— START DOCUMENT EXTRACT —

Dear Tig: When Publicity Is A Bad Thing, Customers Vs. Clients, and Marketing Criticisms
by Tig Tillinghast

** Tig's weekly column fields questions from and for marketers. **

Dear Tig, Do you agree with this statement: “All publicity is good publicity.” It confuses me!

Thanks, Curious

Dear Curious,

It probably confuses you because its truth does not always apply to the marketing industry. The expression is variously attributed, but very likely had its origin in the early Hollywood or New York City entertainment industry publicists.

In the celebrity-marketing context, public foibles, gaffes, even crimes can generate a complex sense of humanity and sympathy from the public. The key for these fame-seeking actors is to get famous, not to become famous for a particular quality.

Branding works differently among products and services. Fame isn't enough. Tylenol was famous when cyanide was found in some capsules in 1982. Several meat and vegetable packing plants have enjoyed reams of publicity recently for some listeria outbreaks. This probably isn't good publicity.

There are die-hard publicists out there who would argue differently--that once the listeria outbreak calms down, people will remember the brand name and forget the bouts of excruciating stomach pain, nausea and diarrhea.

— END DOCUMENT EXTRACT —
— START DATASET EXCERPTS —

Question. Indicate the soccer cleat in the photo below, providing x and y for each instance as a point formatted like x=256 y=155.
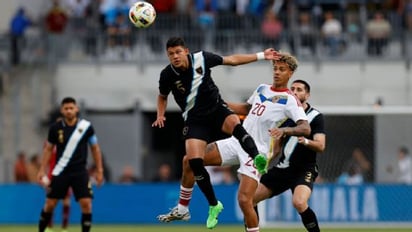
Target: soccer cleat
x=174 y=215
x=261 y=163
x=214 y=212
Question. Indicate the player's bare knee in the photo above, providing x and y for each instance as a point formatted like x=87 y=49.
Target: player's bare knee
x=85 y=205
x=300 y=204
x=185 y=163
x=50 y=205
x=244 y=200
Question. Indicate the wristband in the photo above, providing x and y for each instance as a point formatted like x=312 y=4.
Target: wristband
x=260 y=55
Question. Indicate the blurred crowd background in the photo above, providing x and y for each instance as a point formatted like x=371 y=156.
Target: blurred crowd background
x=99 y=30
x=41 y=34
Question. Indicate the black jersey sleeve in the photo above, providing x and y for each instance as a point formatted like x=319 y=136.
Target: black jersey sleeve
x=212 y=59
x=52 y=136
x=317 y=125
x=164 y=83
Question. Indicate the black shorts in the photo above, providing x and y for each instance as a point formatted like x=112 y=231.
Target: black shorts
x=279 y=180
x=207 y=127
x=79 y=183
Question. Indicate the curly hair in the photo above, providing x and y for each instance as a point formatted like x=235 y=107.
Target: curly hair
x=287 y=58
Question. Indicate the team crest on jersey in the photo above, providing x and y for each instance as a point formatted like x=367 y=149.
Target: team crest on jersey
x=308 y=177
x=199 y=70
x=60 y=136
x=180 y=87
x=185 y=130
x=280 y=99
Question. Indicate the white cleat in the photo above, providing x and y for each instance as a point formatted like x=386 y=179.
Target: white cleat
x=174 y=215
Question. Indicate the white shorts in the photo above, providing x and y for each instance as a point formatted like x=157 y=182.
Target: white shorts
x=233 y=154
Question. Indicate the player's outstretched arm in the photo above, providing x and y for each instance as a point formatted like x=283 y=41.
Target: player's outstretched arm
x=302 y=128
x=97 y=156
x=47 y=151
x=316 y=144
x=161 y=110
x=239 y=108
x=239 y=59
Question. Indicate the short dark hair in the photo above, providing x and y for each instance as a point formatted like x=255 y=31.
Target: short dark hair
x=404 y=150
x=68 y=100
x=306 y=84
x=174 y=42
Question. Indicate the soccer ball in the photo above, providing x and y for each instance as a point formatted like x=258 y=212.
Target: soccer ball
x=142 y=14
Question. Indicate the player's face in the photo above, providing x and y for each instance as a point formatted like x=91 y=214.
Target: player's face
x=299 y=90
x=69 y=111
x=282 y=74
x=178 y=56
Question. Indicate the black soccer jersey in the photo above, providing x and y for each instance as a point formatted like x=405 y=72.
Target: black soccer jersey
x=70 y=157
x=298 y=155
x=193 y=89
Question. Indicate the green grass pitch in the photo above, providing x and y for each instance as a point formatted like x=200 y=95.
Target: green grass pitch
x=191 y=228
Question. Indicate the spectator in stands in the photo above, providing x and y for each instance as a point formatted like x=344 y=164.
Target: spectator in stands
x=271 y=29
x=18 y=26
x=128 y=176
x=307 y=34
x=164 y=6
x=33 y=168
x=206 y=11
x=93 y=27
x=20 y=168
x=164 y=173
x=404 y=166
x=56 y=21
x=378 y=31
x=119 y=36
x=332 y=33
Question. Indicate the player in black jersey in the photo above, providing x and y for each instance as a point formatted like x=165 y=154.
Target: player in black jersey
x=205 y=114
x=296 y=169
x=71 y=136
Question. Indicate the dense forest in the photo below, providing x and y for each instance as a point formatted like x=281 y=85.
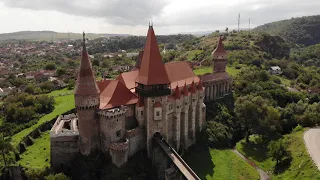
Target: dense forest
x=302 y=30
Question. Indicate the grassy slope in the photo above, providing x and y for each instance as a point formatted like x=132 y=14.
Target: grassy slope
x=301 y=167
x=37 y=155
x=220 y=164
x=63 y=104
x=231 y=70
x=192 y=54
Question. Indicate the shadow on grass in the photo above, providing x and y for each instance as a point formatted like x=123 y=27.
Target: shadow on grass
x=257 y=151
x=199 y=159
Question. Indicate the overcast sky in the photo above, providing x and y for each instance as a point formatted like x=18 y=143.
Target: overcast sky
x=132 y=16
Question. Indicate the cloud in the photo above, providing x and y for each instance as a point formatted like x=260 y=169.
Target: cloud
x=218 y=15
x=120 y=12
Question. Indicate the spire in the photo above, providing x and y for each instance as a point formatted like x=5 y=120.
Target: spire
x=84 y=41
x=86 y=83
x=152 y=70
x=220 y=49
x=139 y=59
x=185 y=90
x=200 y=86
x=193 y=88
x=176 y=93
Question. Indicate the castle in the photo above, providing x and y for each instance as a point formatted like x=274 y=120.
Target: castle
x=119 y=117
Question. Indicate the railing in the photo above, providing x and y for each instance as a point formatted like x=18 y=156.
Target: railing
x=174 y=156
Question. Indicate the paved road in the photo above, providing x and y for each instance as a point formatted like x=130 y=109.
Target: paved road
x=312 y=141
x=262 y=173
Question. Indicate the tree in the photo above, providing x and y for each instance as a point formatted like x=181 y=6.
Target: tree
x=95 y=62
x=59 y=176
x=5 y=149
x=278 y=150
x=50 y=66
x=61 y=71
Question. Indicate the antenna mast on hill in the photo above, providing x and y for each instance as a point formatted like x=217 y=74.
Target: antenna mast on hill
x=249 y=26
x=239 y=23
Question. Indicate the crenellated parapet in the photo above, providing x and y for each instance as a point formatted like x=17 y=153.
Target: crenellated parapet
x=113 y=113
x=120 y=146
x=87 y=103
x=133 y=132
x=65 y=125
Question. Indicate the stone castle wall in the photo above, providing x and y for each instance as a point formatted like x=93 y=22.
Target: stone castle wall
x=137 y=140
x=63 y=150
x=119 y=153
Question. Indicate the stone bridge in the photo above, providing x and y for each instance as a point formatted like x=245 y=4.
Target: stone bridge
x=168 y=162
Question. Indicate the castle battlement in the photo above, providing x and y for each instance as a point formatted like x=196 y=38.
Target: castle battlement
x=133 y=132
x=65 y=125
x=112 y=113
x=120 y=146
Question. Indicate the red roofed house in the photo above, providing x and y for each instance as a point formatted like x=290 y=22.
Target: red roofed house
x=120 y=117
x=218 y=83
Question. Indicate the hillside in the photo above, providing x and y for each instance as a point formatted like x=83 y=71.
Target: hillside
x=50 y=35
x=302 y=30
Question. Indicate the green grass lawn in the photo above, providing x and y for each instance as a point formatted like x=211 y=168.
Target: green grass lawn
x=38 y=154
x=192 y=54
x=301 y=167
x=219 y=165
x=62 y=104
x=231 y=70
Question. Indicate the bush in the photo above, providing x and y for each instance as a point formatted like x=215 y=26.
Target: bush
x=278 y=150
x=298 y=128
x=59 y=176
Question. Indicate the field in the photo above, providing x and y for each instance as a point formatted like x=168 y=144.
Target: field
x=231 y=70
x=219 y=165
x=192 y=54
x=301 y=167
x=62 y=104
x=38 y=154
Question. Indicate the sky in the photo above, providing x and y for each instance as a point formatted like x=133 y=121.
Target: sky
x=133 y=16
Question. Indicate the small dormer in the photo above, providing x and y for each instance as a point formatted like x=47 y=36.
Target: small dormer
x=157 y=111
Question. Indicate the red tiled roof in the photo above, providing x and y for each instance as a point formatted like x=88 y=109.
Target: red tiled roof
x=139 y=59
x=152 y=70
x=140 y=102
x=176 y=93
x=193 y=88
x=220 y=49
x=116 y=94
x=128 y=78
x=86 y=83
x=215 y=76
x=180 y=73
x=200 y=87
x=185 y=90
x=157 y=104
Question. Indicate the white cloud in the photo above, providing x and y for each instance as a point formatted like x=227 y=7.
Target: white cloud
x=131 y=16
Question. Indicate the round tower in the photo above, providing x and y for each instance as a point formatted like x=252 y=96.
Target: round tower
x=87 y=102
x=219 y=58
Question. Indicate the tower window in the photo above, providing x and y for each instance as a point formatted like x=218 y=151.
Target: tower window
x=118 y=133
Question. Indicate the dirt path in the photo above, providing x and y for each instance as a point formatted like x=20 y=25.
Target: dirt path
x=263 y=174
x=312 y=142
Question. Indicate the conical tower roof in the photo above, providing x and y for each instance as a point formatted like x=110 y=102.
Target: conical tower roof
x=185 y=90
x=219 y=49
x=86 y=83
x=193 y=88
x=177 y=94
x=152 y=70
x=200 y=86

— END DATASET EXCERPTS —

### EXERCISE 1
Rewrite the publicity column between "In the celebrity-marketing" and "nausea and diarrhea.", inclusive, replacing "listeria" with "salmonella".
### EXERCISE 2
Report every row above that contains the word "battlement".

### WRITTEN ANSWER 1
In the celebrity-marketing context, public foibles, gaffes, even crimes can generate a complex sense of humanity and sympathy from the public. The key for these fame-seeking actors is to get famous, not to become famous for a particular quality.

Branding works differently among products and services. Fame isn't enough. Tylenol was famous when cyanide was found in some capsules in 1982. Several meat and vegetable packing plants have enjoyed reams of publicity recently for some salmonella outbreaks. This probably isn't good publicity.

There are die-hard publicists out there who would argue differently--that once the salmonella outbreak calms down, people will remember the brand name and forget the bouts of excruciating stomach pain, nausea and diarrhea.

### WRITTEN ANSWER 2
Question. Indicate the castle battlement in the photo above, providing x and y for each instance as a point formatted like x=196 y=38.
Target: castle battlement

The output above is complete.